◆ **GIVEN PASSAGE**:
International Theological Commission…

…judges Francis’ idea on renouncing our own culture to benefit the refugees

  • However great the respect should be for the cultural heritage of a people, we cannot forget the transcendence of the Gospel in relation to all human cultures in which the Christian faith has the vocation to root itself and come to fruition

We cannot, however, forget the transcendence of the Gospel in relation to all human cultures in which the Christian faith has the vocation to root itself and come to fruition according to all its potentialities. However great the respect should be for what is true and holy in the cultural heritage of a people, this attitude does not demand that one should lend an absolute character to this cultural heritage. No one can forget that, from the beginning, the Gospel was a “scandal for the Jews and foolishness for the pagans” (1Cor 1:23). Inculturation which borrows the way of dialogue between religions cannot in any way pledge itself to syncretism. (International Theological Commission. Faith and inculturation, no. 14, December 1988)

◆ **ENTRIES SUPPLIED**:
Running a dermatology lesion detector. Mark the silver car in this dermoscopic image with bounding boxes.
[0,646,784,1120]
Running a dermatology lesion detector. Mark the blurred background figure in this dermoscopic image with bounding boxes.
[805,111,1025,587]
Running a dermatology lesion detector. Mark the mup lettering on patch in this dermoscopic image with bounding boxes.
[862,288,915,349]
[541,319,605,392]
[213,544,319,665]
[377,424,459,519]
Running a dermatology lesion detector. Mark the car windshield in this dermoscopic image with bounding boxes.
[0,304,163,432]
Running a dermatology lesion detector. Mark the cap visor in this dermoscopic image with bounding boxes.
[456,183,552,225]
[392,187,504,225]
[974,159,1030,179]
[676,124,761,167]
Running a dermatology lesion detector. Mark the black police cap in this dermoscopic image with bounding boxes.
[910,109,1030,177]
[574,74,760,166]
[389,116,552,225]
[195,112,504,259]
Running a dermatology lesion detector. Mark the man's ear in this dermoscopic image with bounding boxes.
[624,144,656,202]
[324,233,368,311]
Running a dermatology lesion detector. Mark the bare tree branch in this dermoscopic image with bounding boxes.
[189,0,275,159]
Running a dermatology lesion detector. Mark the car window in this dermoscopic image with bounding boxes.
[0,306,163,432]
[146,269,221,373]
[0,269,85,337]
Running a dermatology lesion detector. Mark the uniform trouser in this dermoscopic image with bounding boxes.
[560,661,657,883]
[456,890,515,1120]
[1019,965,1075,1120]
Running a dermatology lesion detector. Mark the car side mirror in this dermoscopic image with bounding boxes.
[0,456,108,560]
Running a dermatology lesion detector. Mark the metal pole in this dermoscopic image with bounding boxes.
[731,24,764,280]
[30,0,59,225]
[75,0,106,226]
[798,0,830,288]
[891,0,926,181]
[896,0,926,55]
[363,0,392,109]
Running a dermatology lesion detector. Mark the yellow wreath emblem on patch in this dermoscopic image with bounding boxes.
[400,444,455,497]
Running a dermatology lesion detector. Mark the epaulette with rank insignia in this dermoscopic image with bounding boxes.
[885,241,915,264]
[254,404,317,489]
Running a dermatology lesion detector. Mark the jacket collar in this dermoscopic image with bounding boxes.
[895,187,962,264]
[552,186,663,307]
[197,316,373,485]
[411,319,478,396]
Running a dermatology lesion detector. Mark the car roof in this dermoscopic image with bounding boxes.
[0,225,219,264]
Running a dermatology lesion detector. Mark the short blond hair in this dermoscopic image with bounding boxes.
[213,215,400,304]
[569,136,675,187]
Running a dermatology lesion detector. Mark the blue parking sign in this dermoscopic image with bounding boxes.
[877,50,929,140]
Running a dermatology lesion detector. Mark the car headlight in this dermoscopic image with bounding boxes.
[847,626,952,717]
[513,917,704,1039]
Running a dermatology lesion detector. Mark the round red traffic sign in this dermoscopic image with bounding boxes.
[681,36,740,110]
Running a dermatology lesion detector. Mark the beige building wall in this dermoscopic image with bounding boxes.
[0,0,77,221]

◆ **REQUIRED TASKS**:
A. In the passage on the Gospel and human cultures, rewrite the section that opens with the words containing "We cannot, however, forget" and closes with "14, December 1988)", substituting "cultural legacy" for "cultural heritage".
B. Write what comes next in the passage on the Gospel and human cultures, picking up after its final line.

◆ **RESPONSES PER TASK**:
A.
We cannot, however, forget the transcendence of the Gospel in relation to all human cultures in which the Christian faith has the vocation to root itself and come to fruition according to all its potentialities. However great the respect should be for what is true and holy in the cultural legacy of a people, this attitude does not demand that one should lend an absolute character to this cultural legacy. No one can forget that, from the beginning, the Gospel was a “scandal for the Jews and foolishness for the pagans” (1Cor 1:23). Inculturation which borrows the way of dialogue between religions cannot in any way pledge itself to syncretism. (International Theological Commission. Faith and inculturation, no. 14, December 1988)

B.
…judges Francis’ idea on the Church’s rules on matrimony being ‘overly rigid’

  • The Church cannot claim for herself the right to dissolve a marriage

This Christological vision of Christian marriage allows one to understand why the Church cannot claim for herself the right to dissolve a marriage ratum et consummatum, i.e., a marriage that is sacramentally contracted in the Church and ratified by the spouses through the marriage act. In effect, the entire communion of life, which humanly speaking defines the marriage, evokes in its own way the realism of the Incarnation in which the Son of God becomes one with mankind in the flesh. In committing themselves to each other without reserve, the couple signifies by this act their effective transition to the conjugal life in which love becomes a sharing as absolute as possible of each other. They thus enter into the human behavior whose irrevocable character was recalled by Christ and which he made an image that reveals his own mystery. The Church cannot have any power, then, over the reality of a conjugal union that has passed into the power of him whose mystery she must announce and not hinder. (International Theological Commission. Propositions on the Doctrine of Christian Marriage, no. 13, 1977)

…judges Francis’ idea on renouncing our own culture to receive the refugees

  • However great the respect should be for what is true and holy in the cultural heritage of a people, one should lend an absolute character to it – the Gospel is always above all

We cannot, however, forget the transcendence of the Gospel in relation to all human cultures in which the Christian faith has the vocation to root itself and come to fruition according to all its potentialities. However great the respect should be for what is true and holy in the cultural heritage of a people, this attitude does not demand that one should lend an absolute character to this cultural heritage. No one can forget that, from the beginning, the Gospel was a ‘scandal for the Jews and foolishness for the pagans’ (1Cor 1:23). Inculturation which borrows the way of dialogue between religions cannot in any way pledge itself to syncretism. (International Theological Commission. Faith and inculturation, no. 14, December 1987)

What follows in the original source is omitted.